_JOB A:_
Please translate this sentence from the conditional expectation text into Spanish: "The result is now immediate and obvious to anyone who has studied bivariate regression."

_PAGE TEXT:_
(begin)
Let $Y$ and $R$ be independent random variables. Define $$X=f(Y)+R$$ for a specified (measurable) function $f$. For any $a\lt b,$ what is the conditional expectation $$E[X\mid a\le Y \le b]?$$

(This states that $f$ is the regression of $X$ on $Y$ with i.i.d. additive errors.)

The independence assumption makes this an easy question to answer, because the random variables $f(Y)$ and $R$ will still be independent, whence (by "taking out what is known")

$$E[X\mid a\le Y \le b] = E[f(Y)+R\mid a\le Y \le b] = E[f(Y)\mid a \le Y \le b] + E[R].\tag{*}$$

This is very general. Let's specialize to the case $E[R]=0$ and $f$ is a linear transformation $$f(y) = \alpha\, y$$ for some constant number $\alpha.$ In this case $(*)$ simplifies to

$$E[X\mid a\le Y \le b] = \alpha\, E[Y\mid a \le Y \le b].\tag{**}$$

The right hand side has a direct expression when the distribution of $Y,$ $F_Y,$ has a density $f_y,$ for then (by the definitions of conditional probability and expectation)

$$E[Y\mid a \le Y \le b] = \frac{1}{F(b)-F(a)}\int_a^b y f_y(y) \mathrm{d}y.$$


The result is now immediate and obvious to anyone who has studied bivariate regression. (A good non-mathematical reference with all the necessary details is Freedman, Pisani, and Purves, Statistics [any edition].) The next section of this post is a review for those who might not have encountered this theory.
(end)
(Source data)
(begin)
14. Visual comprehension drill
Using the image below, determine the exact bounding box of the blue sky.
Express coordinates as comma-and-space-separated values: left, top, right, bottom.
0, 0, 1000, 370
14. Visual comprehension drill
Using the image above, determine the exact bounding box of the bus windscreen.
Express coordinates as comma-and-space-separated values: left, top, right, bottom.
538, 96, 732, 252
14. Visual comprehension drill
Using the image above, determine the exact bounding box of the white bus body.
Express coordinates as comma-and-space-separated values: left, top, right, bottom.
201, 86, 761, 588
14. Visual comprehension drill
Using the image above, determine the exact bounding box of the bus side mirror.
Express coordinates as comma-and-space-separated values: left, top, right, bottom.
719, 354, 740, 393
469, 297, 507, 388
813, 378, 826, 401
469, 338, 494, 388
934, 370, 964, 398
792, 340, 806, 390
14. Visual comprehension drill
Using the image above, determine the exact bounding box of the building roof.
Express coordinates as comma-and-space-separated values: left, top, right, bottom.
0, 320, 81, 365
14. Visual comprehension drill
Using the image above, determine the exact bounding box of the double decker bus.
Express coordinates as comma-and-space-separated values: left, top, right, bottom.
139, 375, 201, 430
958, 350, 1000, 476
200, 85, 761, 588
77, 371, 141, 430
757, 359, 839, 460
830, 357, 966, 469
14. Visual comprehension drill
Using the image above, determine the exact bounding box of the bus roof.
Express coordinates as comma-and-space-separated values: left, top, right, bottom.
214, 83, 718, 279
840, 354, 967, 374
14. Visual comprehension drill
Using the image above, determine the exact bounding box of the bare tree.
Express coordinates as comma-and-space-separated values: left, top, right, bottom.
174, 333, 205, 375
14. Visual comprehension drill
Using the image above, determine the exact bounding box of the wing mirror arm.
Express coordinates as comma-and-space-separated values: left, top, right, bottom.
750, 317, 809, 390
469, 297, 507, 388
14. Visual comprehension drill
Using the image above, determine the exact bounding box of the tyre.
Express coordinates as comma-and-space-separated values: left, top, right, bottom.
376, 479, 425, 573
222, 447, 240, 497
(end)
_JOB B:_
Put the lines of the records, from their first line through the line holding "201, 86, 761, 588", inclusive, into a JSON list of strings with one string per line and blank lines left out.

_FULL RESPONSE A:_
El resultado es ahora inmediato y obvio para cualquiera que haya estudiado la regresión bivariada.

_FULL RESPONSE B:_
[
  "14. Visual comprehension drill",
  "Using the image below, determine the exact bounding box of the blue sky.",
  "Express coordinates as comma-and-space-separated values: left, top, right, bottom.",
  "0, 0, 1000, 370",
  "14. Visual comprehension drill",
  "Using the image above, determine the exact bounding box of the bus windscreen.",
  "Express coordinates as comma-and-space-separated values: left, top, right, bottom.",
  "538, 96, 732, 252",
  "14. Visual comprehension drill",
  "Using the image above, determine the exact bounding box of the white bus body.",
  "Express coordinates as comma-and-space-separated values: left, top, right, bottom.",
  "201, 86, 761, 588"
]